« La plus secrète mémoire des hommes de Mohamed Mbougar Sarr

Je vous parle aujourd’hui d’un livre à part, une sorte d’OVNI, qui a reçu le prix Goncourt, avec son lot de critiques enthousiastes ou dévastatrices :

Résumé de l’éditeur :

En 2018, Diégane Latyr Faye, jeune écrivain sénégalais, découvre à Paris un livre mythique, paru en 1938 : Le labyrinthe de l’inhumain. On a perdu la trace de son auteur, qualifié en son temps de « Rimbaud nègre », depuis le scandale que déclencha la parution de son texte. Diégane s’engage alors, fasciné, sur la piste du mystérieux T.C. Elimane, se confrontant aux grandes tragédies que sont le colonialisme ou la Shoah. Du Sénégal à la France en passant par l’Argentine, quelle vérité l’attend au centre de ce labyrinthe ?

 Sans jamais perdre le fil de cette quête qui l’accapare, Diégane, à Paris, fréquente un groupe de jeunes auteurs africains : tous s’observent, discutent, boivent, font beaucoup l’amour, et s’interrogent sur la nécessité de la création à partir de l’exil. Il va surtout s’attacher à deux femmes : la sulfureuse Siga, détentrice de secrets, et la fugace photojournaliste Aïda…

 D’une perpétuelle inventivité, La plus secrète mémoire des hommes est un roman étourdissant, dominé par l’exigence du choix entre l’écriture et la vie, ou encore par le désir de dépasser la question du face-à-face entre Afrique et Occident. Il est surtout un chant d’amour à la littérature et à son pouvoir intemporel.
++++
• [Travail à faire]:
• A. Résumez en trois phrases au plus le paragraphe de la présentation du roman qui commence par « En 2018, Diégane Latyr Faye », sans perdre ses faits principaux.
• B. Écrivez la suite de la présentation du roman en quelques phrases, s’il vous plaît, à partir de sa dernière phrase.

• [Informations fournies]:
++++
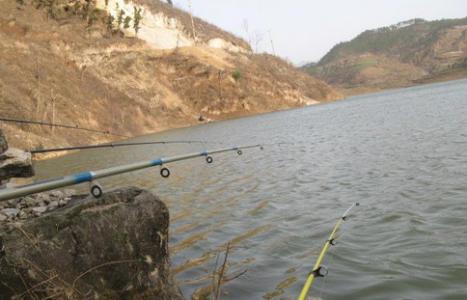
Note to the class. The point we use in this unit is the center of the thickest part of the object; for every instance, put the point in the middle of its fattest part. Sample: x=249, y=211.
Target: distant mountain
++++
• [Réponses]:
• A. En 2018, à Paris, le jeune écrivain sénégalais Diégane Latyr Faye découvre Le labyrinthe de l’inhumain, un livre mythique paru en 1938, dont on a perdu l’auteur, surnommé en son temps le « Rimbaud nègre », depuis le scandale de sa parution. Fasciné, Diégane se lance sur la piste du mystérieux T.C. Elimane et se confronte à de grandes tragédies comme le colonialisme ou la Shoah. Sa quête le mène du Sénégal à la France en passant par l’Argentine, vers la vérité qui l’attend au centre de ce labyrinthe.

• B.
Ce que j’en pense :

Diégane, jeune écrivain, découvre en 2018 un livre très rare, peu édité (et sous le manteau à l’époque, en 1938) dont le titre déjà le fascine : « Le Labyrinthe de l’inhumain », le seul livre de l’auteur T.C. Elimane dont on a perdu la trace depuis très, très longtemps ? On pense d’ailleurs qu’il est peut-être décédé.

Encensé dans un premier temps, par quelques critiques littéraires (rares il faut bien le préciser), il va ensuite se démolir avec un acharnement qui dépasse l’imagination, mais on est en 1938, période coloniale qui méprise l’Afrique et les Africains.

Les critiques que l’auteur prête au livre de T.C. Elimane a sa sortie sont tellement fortes et méchantes qu’on se demande si l’auteur est uniquement le fruit de l’imagination de Mohamed Mbougar Sarr ou s’il a vraiment existé. En fait, l’auteur s’est inspiré l’histoire vraie du Malien Yambo Ouologuem premier romancier africain à recevoir le Prix Renaudot en 1968 pour son roman « Le devoir de violence » lui aussi accusé de plagiat ; il est impossible que l’auteur soit Noir (les mots sont bien plus terribles !) … voici quelques exemples :

Soyons francs : on se demande si cette œuvre n’est pas celle d’un écrivain français déguisé. On veut bien que la colonisation ait fait des miracles d’instruction dans les colonies d’Afrique. Cependant, comment croire qu’un Africain ait pu écrire comme cela en français ?

D’autres disent de lui qu’il est un Rimbaud nègre… et d’autres :

Un nègre, une créature à peine plus élevée qu’un primate sur l’échelle de la civilisation, qui voulait écrire.

On rencontre par exemple Siga qui vit à Amsterdam et  possède un exemplaire du livre d’Elimane et la rencontre entre Diégane et celle qu’il surnomme « l’araignée mère » est savoureuse. On fait aussi la connaissance de jeunes écrivains francophones venus d’Afrique qui dissertent entre eux.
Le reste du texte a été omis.